▶ TASK ITEM
After finding the line with "Query: flatbed trailer" in the entries below, retype exactly each line from there through the line with "column 214, row 245", including that final line.

(Collection entries)
__________________________________________________

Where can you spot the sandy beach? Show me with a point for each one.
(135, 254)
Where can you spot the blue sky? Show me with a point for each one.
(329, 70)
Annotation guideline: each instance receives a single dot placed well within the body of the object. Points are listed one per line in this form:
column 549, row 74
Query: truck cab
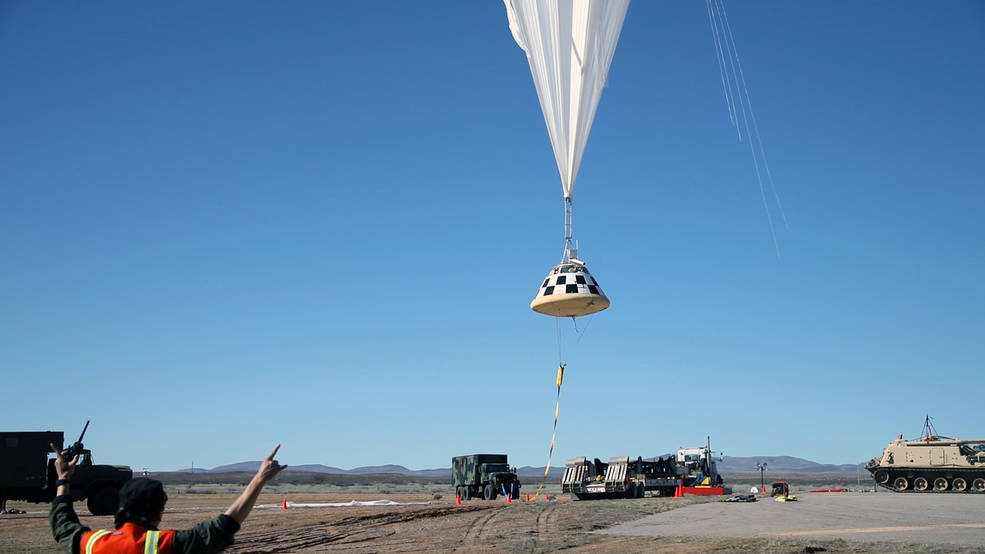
column 485, row 475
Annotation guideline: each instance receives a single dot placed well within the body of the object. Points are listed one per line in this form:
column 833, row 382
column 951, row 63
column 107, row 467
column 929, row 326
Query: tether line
column 557, row 410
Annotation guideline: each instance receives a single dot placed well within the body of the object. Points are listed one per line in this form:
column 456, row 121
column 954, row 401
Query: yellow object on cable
column 557, row 410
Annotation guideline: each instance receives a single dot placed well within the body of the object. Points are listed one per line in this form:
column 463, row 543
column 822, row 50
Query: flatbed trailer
column 619, row 478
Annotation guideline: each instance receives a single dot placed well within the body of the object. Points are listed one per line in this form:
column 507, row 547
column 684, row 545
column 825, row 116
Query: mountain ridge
column 730, row 464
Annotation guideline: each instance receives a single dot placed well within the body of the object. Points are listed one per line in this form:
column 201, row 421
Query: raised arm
column 269, row 468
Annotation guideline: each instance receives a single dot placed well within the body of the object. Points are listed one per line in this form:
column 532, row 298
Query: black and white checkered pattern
column 569, row 279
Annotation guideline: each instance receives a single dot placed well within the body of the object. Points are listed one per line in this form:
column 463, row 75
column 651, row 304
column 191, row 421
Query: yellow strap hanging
column 150, row 542
column 550, row 453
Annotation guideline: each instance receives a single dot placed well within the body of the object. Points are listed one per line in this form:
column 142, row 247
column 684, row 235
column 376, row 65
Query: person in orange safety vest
column 141, row 509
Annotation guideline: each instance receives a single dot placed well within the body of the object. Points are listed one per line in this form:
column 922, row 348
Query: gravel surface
column 541, row 526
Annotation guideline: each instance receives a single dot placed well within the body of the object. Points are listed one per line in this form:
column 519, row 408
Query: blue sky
column 229, row 225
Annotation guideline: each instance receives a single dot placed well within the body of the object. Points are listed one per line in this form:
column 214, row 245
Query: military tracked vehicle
column 28, row 473
column 931, row 464
column 484, row 475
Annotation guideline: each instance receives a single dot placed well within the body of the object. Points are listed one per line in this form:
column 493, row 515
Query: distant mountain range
column 731, row 464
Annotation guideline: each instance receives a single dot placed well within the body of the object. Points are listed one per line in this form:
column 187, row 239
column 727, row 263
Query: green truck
column 484, row 475
column 27, row 472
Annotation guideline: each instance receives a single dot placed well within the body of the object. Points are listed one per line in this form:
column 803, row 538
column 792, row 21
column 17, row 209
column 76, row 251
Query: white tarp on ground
column 350, row 504
column 569, row 46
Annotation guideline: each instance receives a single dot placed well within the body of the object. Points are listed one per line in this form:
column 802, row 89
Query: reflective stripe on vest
column 150, row 542
column 95, row 537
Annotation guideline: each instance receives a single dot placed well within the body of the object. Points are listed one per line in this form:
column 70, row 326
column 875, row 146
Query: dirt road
column 428, row 525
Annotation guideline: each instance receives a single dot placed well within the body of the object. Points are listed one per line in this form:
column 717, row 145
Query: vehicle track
column 348, row 530
column 547, row 520
column 480, row 527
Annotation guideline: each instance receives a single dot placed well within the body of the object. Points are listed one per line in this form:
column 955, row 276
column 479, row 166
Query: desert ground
column 427, row 520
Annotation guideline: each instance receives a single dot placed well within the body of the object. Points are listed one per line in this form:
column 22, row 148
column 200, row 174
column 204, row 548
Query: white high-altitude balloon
column 569, row 44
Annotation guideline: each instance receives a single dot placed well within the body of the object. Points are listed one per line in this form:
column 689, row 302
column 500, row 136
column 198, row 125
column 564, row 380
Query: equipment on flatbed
column 698, row 466
column 619, row 478
column 691, row 471
column 780, row 488
column 485, row 475
column 27, row 473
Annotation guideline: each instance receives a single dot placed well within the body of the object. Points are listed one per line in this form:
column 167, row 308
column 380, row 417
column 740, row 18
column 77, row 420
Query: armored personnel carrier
column 27, row 471
column 931, row 464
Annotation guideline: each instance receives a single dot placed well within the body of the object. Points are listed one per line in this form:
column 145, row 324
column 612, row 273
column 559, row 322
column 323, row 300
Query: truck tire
column 104, row 501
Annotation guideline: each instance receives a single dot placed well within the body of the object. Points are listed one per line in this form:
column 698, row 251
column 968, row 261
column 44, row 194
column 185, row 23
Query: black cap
column 143, row 497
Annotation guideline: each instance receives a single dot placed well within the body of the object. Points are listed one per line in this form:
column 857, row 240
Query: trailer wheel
column 104, row 502
column 631, row 490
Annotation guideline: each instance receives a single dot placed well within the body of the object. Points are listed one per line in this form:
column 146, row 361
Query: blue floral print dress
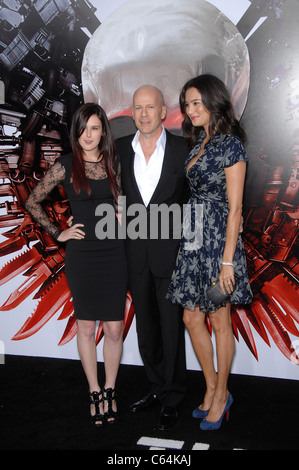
column 199, row 258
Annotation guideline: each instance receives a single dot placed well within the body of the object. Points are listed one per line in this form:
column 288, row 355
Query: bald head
column 149, row 111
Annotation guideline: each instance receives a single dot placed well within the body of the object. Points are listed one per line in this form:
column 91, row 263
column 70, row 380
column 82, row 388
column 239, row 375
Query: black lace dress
column 96, row 268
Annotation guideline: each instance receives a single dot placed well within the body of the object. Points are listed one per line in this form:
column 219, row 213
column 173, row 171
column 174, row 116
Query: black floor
column 44, row 406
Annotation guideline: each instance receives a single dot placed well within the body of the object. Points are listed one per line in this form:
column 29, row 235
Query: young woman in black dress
column 95, row 267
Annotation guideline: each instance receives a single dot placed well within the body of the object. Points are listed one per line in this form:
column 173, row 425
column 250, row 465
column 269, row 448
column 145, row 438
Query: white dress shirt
column 148, row 175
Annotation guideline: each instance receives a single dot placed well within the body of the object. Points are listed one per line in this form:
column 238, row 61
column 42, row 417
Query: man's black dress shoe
column 145, row 402
column 168, row 418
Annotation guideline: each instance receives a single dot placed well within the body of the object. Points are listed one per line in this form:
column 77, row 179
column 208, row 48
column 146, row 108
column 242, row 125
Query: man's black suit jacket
column 172, row 188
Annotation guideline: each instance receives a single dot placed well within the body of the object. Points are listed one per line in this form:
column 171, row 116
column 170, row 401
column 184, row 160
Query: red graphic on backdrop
column 42, row 90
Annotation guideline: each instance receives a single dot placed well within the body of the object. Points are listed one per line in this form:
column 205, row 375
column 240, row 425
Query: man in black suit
column 152, row 166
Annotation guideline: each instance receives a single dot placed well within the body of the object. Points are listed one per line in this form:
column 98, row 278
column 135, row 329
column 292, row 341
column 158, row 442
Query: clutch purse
column 215, row 294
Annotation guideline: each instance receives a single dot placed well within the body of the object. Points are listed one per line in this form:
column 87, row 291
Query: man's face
column 148, row 111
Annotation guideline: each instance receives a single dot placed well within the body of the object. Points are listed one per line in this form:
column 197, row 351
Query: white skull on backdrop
column 163, row 43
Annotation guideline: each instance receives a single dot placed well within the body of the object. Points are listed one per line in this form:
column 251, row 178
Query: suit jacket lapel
column 167, row 173
column 132, row 176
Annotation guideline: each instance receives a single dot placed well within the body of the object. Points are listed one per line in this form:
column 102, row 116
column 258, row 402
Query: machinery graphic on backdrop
column 42, row 44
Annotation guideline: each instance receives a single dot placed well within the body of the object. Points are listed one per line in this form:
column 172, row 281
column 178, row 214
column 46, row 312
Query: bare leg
column 225, row 347
column 112, row 351
column 88, row 355
column 87, row 352
column 203, row 347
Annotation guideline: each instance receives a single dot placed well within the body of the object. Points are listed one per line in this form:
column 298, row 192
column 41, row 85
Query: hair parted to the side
column 216, row 99
column 107, row 148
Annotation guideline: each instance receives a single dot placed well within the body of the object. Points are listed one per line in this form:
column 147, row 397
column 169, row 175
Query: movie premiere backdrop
column 57, row 54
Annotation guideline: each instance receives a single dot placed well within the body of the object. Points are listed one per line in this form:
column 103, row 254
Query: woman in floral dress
column 211, row 247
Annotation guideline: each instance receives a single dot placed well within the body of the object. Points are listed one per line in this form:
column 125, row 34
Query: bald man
column 152, row 168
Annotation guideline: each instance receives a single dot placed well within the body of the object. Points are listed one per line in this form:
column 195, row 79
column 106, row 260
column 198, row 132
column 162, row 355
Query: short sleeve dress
column 96, row 268
column 199, row 258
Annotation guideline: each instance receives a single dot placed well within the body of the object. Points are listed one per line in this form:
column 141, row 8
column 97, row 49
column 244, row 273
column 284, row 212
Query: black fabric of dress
column 96, row 269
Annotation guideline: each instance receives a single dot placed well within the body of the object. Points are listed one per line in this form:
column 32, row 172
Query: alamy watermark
column 159, row 221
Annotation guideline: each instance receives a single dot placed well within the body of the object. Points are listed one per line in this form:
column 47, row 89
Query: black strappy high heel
column 96, row 398
column 110, row 415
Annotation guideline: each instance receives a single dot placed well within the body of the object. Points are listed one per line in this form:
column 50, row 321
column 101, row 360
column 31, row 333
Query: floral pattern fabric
column 199, row 258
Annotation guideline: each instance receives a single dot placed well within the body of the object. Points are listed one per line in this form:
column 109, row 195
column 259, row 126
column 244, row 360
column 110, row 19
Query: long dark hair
column 107, row 147
column 216, row 99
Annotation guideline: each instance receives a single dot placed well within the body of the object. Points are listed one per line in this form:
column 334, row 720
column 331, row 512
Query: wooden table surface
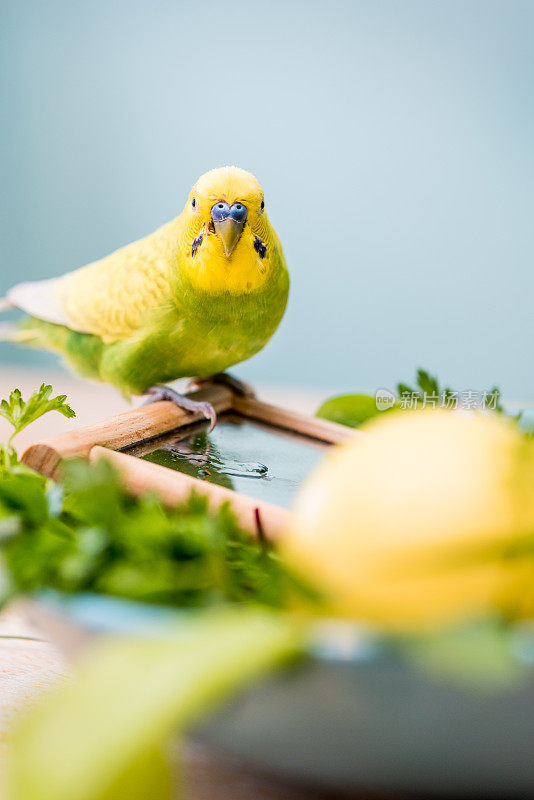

__________________________________________________

▶ FINISHED EXERCISE
Query: flatbed trailer
column 619, row 478
Annotation guideline: each instance receives a single dot placed well within the body of the object. Points are listed one per line in this form:
column 507, row 547
column 684, row 545
column 825, row 116
Query: mountain ridge
column 730, row 464
Annotation guideline: each instance receives a single dot placed well within the body of the object. Points are listed one per line in this form:
column 201, row 421
Query: raised arm
column 269, row 468
Annotation guideline: each instance receives a single dot placed well within the body of the object. Points are listed one per line in this form:
column 532, row 298
Query: black and white checkered pattern
column 569, row 279
Annotation guideline: each instance receives a single dot placed well within the body of the object. Points are listed one per line in this form:
column 463, row 75
column 651, row 304
column 191, row 421
Query: yellow strap hanging
column 150, row 542
column 550, row 453
Annotation guideline: each instance receives a single dot placed well within the body of the object. Points are listed one per line in this form:
column 142, row 247
column 684, row 235
column 376, row 65
Query: person in orange safety vest
column 141, row 509
Annotation guideline: each instance receives a single dot placed well within the body of the object. Points are listed one per line in this form:
column 922, row 348
Query: gravel surface
column 541, row 526
Annotation guideline: each instance receives a single dot placed well within the body of the object. Points are listed one per line in this form:
column 519, row 408
Query: blue sky
column 229, row 225
Annotation guideline: each instance receives a single dot placed well within the body of the object. Points are listed one per line in this form:
column 214, row 245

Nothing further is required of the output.